__WORK REQUIRED__
Quote the following data verbatim, omitting the pictures from your answer.

--- Begin ---

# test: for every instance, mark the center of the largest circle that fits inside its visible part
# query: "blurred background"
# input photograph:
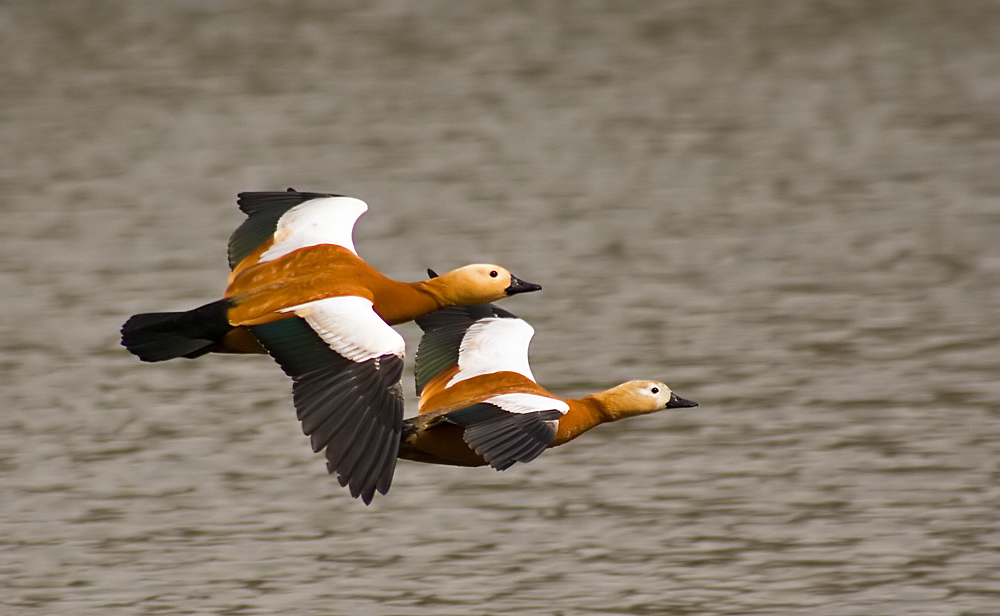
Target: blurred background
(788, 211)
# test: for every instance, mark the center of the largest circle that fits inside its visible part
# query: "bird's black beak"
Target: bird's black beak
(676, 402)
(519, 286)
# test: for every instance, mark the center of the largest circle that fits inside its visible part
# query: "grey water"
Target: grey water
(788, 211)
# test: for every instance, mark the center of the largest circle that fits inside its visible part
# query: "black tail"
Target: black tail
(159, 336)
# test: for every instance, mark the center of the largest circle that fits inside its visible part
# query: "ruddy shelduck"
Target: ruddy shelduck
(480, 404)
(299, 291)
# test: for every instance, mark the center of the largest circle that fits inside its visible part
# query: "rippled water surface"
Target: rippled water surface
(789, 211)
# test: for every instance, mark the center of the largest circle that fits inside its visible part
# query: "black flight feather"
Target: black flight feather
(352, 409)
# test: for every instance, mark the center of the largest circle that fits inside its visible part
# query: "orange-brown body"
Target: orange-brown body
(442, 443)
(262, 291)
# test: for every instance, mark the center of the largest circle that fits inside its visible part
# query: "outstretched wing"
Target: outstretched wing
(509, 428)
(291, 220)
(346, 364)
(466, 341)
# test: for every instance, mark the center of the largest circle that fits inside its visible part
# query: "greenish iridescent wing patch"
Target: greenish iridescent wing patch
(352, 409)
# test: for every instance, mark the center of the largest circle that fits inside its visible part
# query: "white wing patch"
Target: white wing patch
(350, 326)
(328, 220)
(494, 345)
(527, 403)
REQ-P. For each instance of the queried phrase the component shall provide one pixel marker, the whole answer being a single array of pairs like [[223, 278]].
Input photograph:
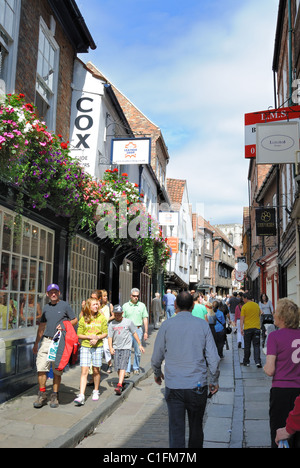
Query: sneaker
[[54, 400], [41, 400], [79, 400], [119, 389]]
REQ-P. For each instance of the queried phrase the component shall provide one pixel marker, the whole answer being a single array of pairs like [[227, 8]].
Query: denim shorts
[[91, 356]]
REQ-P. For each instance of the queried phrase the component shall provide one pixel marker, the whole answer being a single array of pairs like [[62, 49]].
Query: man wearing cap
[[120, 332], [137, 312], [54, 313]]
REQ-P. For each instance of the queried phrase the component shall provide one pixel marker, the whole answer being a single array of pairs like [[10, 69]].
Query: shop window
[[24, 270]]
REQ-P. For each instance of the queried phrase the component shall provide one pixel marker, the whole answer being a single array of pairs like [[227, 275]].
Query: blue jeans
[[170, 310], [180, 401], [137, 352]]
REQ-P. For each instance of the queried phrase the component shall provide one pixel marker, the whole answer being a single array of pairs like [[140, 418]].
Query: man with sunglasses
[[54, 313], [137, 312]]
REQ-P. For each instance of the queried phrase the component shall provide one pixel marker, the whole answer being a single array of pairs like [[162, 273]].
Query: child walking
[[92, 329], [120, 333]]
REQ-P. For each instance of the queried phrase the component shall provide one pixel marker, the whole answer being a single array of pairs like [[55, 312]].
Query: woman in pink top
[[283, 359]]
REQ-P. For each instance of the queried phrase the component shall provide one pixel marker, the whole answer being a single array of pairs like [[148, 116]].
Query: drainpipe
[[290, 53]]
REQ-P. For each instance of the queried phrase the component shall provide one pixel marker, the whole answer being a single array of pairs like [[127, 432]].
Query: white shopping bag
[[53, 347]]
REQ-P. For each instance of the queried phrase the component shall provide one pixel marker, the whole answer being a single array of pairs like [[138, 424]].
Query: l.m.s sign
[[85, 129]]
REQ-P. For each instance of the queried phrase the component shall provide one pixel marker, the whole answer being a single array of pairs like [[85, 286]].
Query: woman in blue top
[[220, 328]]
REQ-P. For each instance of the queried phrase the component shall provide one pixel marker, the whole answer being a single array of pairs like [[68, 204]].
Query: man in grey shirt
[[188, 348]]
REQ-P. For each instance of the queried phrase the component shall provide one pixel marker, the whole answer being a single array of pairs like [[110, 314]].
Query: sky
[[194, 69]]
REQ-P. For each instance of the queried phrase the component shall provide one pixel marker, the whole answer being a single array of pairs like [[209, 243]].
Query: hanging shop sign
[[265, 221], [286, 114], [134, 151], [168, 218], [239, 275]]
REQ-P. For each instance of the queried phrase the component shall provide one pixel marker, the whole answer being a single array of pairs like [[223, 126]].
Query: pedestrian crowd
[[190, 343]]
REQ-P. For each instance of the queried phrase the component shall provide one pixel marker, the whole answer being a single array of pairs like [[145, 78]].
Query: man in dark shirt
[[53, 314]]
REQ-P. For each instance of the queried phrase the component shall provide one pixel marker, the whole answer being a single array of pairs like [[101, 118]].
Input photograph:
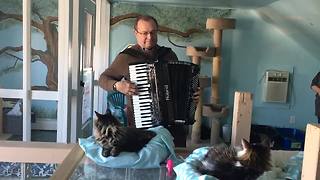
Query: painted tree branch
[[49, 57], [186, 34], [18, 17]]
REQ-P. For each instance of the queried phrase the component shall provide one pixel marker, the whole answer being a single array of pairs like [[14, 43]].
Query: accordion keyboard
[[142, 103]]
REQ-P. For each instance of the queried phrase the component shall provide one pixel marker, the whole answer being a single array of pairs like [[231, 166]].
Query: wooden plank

--- End ---

__EXPECTED ANSWER__
# test: for every instance, mark the center of the largest circle that fits inside its visible part
# query: "blurred background"
# input photograph:
Target: blurred background
(788, 211)
# test: for every instance, mark the center of the largest circle that fits inside its visible part
# query: "bird's black beak"
Target: bird's black beak
(676, 402)
(519, 286)
# test: for every instance, mark the center of the largest circle that fits inside its visible part
# query: "grey water"
Target: grey water
(788, 211)
# test: for every instance, mark the center of the largest circle that fits inside its visible part
# query: "black tail"
Target: black tail
(159, 336)
# test: for every instance, mark the center of the largest circle that fits inside its visible part
# query: "ruddy shelduck"
Target: ruddy shelduck
(480, 404)
(299, 291)
# test: for every instance, mark the center of the largest circle that fits inside its visible part
# query: "rippled water surface"
Target: rippled water surface
(789, 211)
# test: for every instance, mark the center of the largest circle that fits inside its visible part
# query: "black flight feather"
Target: black flight feather
(352, 409)
# test: for every instance, mark the center of the largest circle that fits inside its visible part
# query: "orange-brown body"
Target: orange-brown body
(442, 443)
(262, 291)
# test: for every instance, mark the center of the largest circle that fits inside its visible part
# query: "outstretched wing"
Target: outstretched wing
(509, 428)
(291, 220)
(346, 364)
(466, 341)
# test: for every instance, mark the center of the largest circle that fits inside its visible part
# query: "greenish iridescent wing patch"
Target: greenish iridescent wing patch
(352, 409)
# test: for every instance, mark the center of the largest circle that fits inside its visible part
# query: "white wing patch"
Target: white wing patch
(350, 326)
(328, 220)
(494, 345)
(527, 403)
REQ-P. For each instance of the queried phrase the component shall provide one pixel marker, the whole answer being a single array of pairs like [[223, 278]].
Input photograph:
Query: sneaker
[[54, 400], [41, 400], [79, 400], [119, 389]]
REQ-P. For each instance of the queried phrase the component shall provide one pixel marker, the whole answer being a single array of pairs like [[227, 8]].
Query: denim shorts
[[91, 356]]
REQ-P. For each instance of the queried phrase the component shall provide one pixel marker, the whole answer being a single array of pairs like [[62, 49]].
Query: man wearing cap
[[120, 332], [137, 312], [54, 313]]
REQ-P. For each instance of the queried phrase the component shall provide one pixel marker, the whole answer being a single array of pairs like [[10, 69]].
Query: shop window
[[24, 270]]
REQ-P. For each instance of the queried phrase the component shall provide one pixel marker, the whole answer being a single array of pairs like [[227, 275]].
Query: blue jeans
[[170, 310], [180, 401], [137, 352]]
REQ-P. For each instance of the queried phrase the component shall provide one pixel marker, the whole answer being a single array of pairs like [[140, 418]].
Query: man with sunglasses
[[54, 313], [137, 312]]
REQ-P. For each instance of the queried phrase the component shall provide one pixel marker, the whole answer being a single array of pairs like [[162, 273]].
Query: child walking
[[92, 329], [120, 333]]
REQ-P. For each instance of the queried phrase the component shall provide one pixel marker, the whole answer being a single array of pairs like [[55, 312]].
Query: woman in pink top
[[283, 359]]
REQ-P. For each instance of the queried phrase the component shall provide one pixel marker, the whole answer being a single array of pairs like [[148, 116]].
Query: drainpipe
[[290, 53]]
REQ-P. For each instance of the queried phrase the component shall provide one pixel marker, the whole answer being a single array of pairs like [[127, 432]].
Query: white shopping bag
[[53, 347]]
REQ-P. For each instance of the queried phrase the component shall provide one pixel marker, the whole answer being a single array of pairs like [[138, 424]].
Query: l.m.s sign
[[85, 129]]
REQ-P. For each instance of the queried phrase the component shall provide one pixel marker, the whole answer being a single array of pairs like [[85, 286]].
Query: woman in blue top
[[220, 328]]
REQ-P. For each instance of the queried phrase the component shall provide one pixel marker, the whole answer being a single array of pairs like [[68, 204]].
Query: man in grey shirt
[[188, 348]]
REQ-P. For each instance of the queried phrase the component shall provide one pixel marker, the whole answer being a single array of pairs like [[110, 314]].
Query: sky
[[194, 69]]
REQ-P. For each instance of the queried phrase the component shall provide one pixel marker, the whole answer being a single array of pairs like [[209, 243]].
Query: hanging shop sign
[[265, 221], [286, 114], [134, 151], [168, 218], [239, 275]]
REQ-P. For each instance of the queried phrase the component shall provide one pixel marker, the whole answer being a single array of pairs like [[223, 126]].
Query: pedestrian crowd
[[190, 343]]
REQ-P. For each instance of the queried phrase the component shall provide one pixel marker, the whole answer being a single array of pairs like [[145, 78]].
Query: man in dark shirt
[[53, 314]]
REQ-P. For each instance of the queried phrase the component shall provide one pixel marker, the whole answer being a single array of pairs like [[101, 118]].
Input photograph:
Query: painted tree branch
[[49, 57], [186, 34], [18, 17]]
REQ-P. For each instance of the queried phrase the component shall provide one pixel marker, the whole answer being a single array of pairs like [[14, 43]].
Query: accordion keyboard
[[142, 103]]
REQ-P. For each instance of the queried phrase the component shall provide one pixel marker, the whole answer being a single array of pairs like [[231, 166]].
Query: wooden plank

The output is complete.